* [THE REQUEST]
Gather every line in the records below that contains the word "would", with case counting.

* [RECORDS FOR PROCESSING]

>>>>>

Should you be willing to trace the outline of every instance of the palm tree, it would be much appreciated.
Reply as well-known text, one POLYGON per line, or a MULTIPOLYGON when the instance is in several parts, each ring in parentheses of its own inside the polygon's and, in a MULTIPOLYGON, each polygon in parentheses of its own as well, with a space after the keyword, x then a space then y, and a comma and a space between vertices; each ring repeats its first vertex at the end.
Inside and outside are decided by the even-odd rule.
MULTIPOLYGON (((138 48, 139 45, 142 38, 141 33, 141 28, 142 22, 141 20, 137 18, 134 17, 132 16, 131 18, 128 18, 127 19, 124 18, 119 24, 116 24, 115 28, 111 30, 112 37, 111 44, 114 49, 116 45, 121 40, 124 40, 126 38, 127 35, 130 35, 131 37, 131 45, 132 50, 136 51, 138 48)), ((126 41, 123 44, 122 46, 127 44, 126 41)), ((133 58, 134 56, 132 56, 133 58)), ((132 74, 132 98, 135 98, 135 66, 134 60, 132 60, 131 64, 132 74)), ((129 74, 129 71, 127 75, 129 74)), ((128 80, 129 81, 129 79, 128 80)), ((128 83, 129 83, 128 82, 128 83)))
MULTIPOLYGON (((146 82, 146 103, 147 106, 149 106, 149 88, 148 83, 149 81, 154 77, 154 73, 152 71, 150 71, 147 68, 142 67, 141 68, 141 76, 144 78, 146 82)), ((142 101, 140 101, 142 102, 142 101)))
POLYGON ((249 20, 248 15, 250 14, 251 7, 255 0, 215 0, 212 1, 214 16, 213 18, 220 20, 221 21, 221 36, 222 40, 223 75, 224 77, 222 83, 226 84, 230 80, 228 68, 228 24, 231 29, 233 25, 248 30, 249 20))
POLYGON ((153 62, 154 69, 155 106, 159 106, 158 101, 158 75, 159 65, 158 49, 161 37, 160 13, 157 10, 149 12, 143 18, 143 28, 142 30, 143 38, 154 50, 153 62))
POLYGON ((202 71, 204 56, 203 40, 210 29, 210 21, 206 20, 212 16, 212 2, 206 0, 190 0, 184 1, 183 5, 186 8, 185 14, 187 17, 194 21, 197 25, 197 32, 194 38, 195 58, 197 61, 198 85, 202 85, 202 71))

<<<<<
>>>>>

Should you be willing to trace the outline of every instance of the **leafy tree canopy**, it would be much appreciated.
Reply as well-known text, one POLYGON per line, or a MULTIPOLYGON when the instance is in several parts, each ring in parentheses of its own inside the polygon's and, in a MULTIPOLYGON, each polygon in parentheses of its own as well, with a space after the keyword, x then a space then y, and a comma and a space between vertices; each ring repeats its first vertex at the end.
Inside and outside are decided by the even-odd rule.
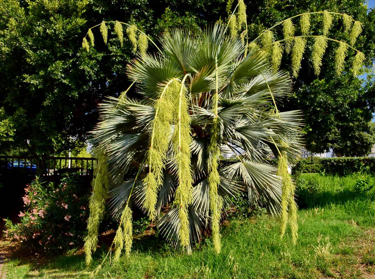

<<<<<

* [CORRECT RESULT]
Should you be willing to trace the outline of every instance of the palm tree, it would be much appreciated.
Should you be willing to trace the outline of every instance of the **leafy tree canopy**, it would be much appreciated.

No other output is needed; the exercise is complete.